• Document section
I think I have left a dozen voicemails  WTF

Why get agro. Well if I was lucky enough to hit the Global Leader (ETS 11/25/05), its scheduled to hit Port Littleweenie on 12/17. The other ETA's are two weeks later during Christmas and New Years (you might as well add another month).

I do know that me car was at Bremerhaven 11/22 am.

Anyone got the number to the Pope? :angel:


----------



## JSpira (Oct 21, 2002)

eddiethekub said:


> Jonathan-
> What is the 48 hour sit rule? I dropped my off at Harms Munchen on 18 Nov. Herr B said it would leave Munchen on Monday 21 Nov. I would like to think I'm on Grand Choice too, but that may be a bit too optimistic.


 Cars must sit in port for 48 hours before they can be loaded onto a ship. That has more to do with ,,homeland security`` as the General Manager for Harms put it to me than anything else. Harms and the shipping lines want the cars on the ships as quickly as possible (believe it or not).

No way if your car left on 21.11. is your car on a boat that left 22.11. It would not have sat for 48 hours, just waiting...

Did you check the WW Web site to see if it´s on another vessel? You´re east coast, right? (Then it is WW, w coast is NYK)


----------



## JSpira (Oct 21, 2002)

• Aim 1
Could you rename "48 hours" to "72 hours" in the forum thread, copying everything from "Cars must sit" down to "hours, just waiting..."?
The forum thread and the rows after it come from separate sources.

Point labeling examples:
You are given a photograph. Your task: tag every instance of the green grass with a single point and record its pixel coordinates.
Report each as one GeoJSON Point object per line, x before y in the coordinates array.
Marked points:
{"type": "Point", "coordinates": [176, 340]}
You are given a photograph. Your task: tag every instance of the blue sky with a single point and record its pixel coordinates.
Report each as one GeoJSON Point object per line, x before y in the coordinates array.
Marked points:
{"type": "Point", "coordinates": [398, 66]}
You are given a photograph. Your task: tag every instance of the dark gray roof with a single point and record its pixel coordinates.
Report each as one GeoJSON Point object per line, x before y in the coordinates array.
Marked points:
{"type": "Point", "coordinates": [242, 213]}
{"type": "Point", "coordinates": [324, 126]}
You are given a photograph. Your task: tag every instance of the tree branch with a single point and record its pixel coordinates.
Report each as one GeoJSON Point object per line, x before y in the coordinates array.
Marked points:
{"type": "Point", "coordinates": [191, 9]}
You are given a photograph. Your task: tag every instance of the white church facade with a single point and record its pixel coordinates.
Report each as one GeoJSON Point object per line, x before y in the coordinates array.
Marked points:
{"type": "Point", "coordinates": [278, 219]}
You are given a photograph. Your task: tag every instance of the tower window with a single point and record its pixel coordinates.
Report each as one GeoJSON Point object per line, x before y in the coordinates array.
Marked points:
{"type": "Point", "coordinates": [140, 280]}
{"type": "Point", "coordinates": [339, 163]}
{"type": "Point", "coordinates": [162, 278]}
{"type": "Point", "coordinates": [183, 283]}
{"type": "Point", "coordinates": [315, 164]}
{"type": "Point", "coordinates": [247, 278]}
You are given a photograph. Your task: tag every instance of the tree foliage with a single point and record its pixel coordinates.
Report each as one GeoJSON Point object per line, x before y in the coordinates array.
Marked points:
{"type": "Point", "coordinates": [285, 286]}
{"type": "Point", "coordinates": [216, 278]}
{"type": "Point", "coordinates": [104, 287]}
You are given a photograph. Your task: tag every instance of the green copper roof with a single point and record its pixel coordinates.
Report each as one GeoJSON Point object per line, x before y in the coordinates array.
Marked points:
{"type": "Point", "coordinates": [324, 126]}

• Aim 2
How many lines of the rows contain the string "roof"? Case counts, so give only the number.

• Final result 1
Cars must sit in port for 72 hours before they can be loaded onto a ship. That has more to do with ,,homeland security`` as the General Manager for Harms put it to me than anything else. Harms and the shipping lines want the cars on the ships as quickly as possible (believe it or not).

No way if your car left on 21.11. is your car on a boat that left 22.11. It would not have sat for 72 hours, just waiting...

• Final result 2
2